* The request: Select each line in the material below that contains the word "river", and copy those lines out.

(Rows from a dataset)
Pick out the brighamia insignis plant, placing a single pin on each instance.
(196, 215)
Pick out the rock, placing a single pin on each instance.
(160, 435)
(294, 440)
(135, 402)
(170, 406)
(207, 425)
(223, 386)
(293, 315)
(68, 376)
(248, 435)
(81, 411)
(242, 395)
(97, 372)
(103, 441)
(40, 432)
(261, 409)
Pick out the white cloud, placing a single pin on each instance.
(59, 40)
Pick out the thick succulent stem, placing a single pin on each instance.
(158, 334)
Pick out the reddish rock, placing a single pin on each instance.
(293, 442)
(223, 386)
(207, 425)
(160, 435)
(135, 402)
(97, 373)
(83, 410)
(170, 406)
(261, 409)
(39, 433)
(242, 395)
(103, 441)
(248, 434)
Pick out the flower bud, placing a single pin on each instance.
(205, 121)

* * *

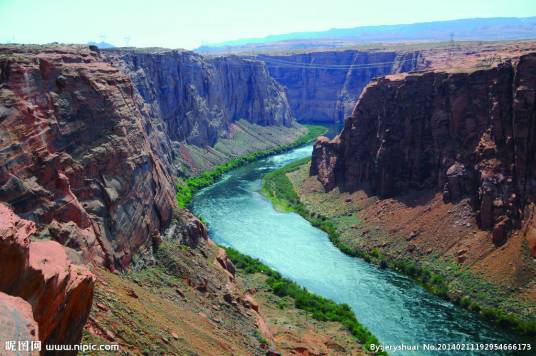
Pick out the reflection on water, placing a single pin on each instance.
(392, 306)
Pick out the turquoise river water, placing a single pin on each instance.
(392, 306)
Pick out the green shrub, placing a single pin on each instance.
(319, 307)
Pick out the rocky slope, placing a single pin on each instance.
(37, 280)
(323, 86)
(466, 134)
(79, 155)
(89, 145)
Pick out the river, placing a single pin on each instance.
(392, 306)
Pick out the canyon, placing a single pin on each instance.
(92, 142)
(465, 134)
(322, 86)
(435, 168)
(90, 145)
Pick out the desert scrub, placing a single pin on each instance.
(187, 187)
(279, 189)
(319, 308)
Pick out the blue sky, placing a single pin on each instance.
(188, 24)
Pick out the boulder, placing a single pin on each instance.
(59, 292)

* Exercise output:
Pick out the turquoise river water, placing a single pin on each instance.
Pick out the river, placing a single pin on each instance.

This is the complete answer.